READING TEXT »

On Friday I talked about a misadventure involving my loppers. In order to cut the trunks of that big ficus in the living room, I needed to go out to the garage and get my loppers–ordinary pruning shears weren’t going to get that job done.
So I went out to the garage and brought them in and realized that I had a problem the moment that I opened the handles and the blades didn’t move–that’s never a good situation.

A closer look immediately showed me what had happened: the handles and the blades were no longer attached because someone–not me, obviously because I spent the summer being very careful not to do anything that would disrupt the surgery to my eye and this clearly involved a lot of force–had forced these loppers to cut something well beyond their capacity. Very sad.
I know just the culprit too.
The Spoiler hires a series of folks to assist with yardwork. He’s definitely no longer capable of yardwork in any way. I have spent my last two summers out of commission healing from one surgery or other, so for all intents and purposes, neither have I been, for the most part.
But because of this–and because my complete inability to supervise at all this summer because the surgery was on my eye and I had to be face down for longer than I cared to–crazy things got done and in crazy ways as well.
And my tools either got broken, or in some instances, have completely disappeared–which, of course, I don’t discover until I need them.
It’s frustrating and at times expensive as well.
But the alternative is to live in an overgrown jungle–which isn’t an good alternative either. At least the Spoiler tried to help.
But as we all know, with things like gardening, “outsourcing” is rarely as good as doing it yourself.

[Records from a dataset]

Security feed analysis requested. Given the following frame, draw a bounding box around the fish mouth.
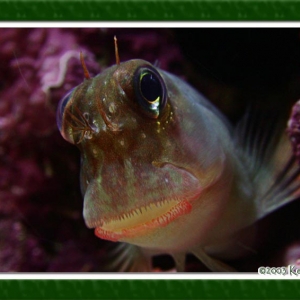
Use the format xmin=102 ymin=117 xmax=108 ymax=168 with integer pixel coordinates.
xmin=95 ymin=197 xmax=199 ymax=242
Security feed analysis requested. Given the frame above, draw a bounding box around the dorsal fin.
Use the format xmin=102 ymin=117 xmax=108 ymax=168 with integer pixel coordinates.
xmin=235 ymin=108 xmax=300 ymax=218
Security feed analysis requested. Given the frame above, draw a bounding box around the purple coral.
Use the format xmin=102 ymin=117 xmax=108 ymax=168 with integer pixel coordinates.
xmin=287 ymin=100 xmax=300 ymax=163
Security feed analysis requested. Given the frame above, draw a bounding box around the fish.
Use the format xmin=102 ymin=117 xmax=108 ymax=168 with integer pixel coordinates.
xmin=57 ymin=38 xmax=300 ymax=272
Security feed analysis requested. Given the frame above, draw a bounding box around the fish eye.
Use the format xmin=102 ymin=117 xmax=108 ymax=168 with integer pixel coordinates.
xmin=56 ymin=89 xmax=74 ymax=131
xmin=134 ymin=67 xmax=167 ymax=119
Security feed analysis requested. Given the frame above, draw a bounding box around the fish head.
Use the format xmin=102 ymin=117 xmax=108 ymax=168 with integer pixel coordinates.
xmin=57 ymin=59 xmax=231 ymax=250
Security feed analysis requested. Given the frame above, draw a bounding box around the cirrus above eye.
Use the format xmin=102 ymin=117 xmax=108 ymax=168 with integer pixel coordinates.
xmin=134 ymin=67 xmax=167 ymax=118
xmin=56 ymin=89 xmax=74 ymax=131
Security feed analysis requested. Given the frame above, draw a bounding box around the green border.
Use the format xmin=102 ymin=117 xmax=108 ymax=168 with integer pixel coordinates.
xmin=0 ymin=0 xmax=300 ymax=21
xmin=0 ymin=0 xmax=300 ymax=300
xmin=0 ymin=280 xmax=300 ymax=300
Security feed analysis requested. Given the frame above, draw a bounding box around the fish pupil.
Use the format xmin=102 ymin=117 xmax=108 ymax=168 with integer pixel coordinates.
xmin=140 ymin=73 xmax=162 ymax=102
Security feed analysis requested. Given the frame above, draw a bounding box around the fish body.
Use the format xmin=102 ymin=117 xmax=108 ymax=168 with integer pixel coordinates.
xmin=57 ymin=59 xmax=295 ymax=271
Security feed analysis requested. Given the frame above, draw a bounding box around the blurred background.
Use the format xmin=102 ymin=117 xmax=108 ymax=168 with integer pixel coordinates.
xmin=0 ymin=28 xmax=300 ymax=272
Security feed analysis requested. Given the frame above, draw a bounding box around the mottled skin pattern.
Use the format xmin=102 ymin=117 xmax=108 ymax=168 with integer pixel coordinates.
xmin=58 ymin=60 xmax=264 ymax=269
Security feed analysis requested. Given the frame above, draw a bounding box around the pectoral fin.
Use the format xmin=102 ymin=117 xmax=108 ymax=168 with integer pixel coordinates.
xmin=192 ymin=248 xmax=237 ymax=272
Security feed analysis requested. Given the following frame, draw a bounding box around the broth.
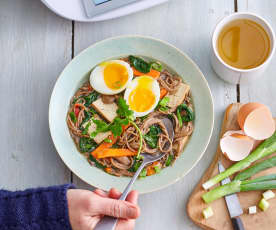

TASK LIST »
(A) Print the part of the account of the broken loppers starting with "I know just" and going on through "I need them.".
(B) Answer these questions using the account of the broken loppers.
(i) What tool did the writer go out to the garage to get?
(ii) On what part of the body was the writer's surgery this summer?
(iii) Who hires a series of folks to assist with yardwork?
These data were taken from a different source.

ANSWERS TO THIS EXERCISE »
(A)
I know just the culprit too.
The Spoiler hires a series of folks to assist with yardwork. He’s definitely no longer capable of yardwork in any way. I have spent my last two summers out of commission healing from one surgery or other, so for all intents and purposes, neither have I been, for the most part.
But because of this–and because my complete inability to supervise at all this summer because the surgery was on my eye and I had to be face down for longer than I cared to–crazy things got done and in crazy ways as well.
And my tools either got broken, or in some instances, have completely disappeared–which, of course, I don’t discover until I need them.

(B)
(i) The loppers.
(ii) The eye.
(iii) The Spoiler.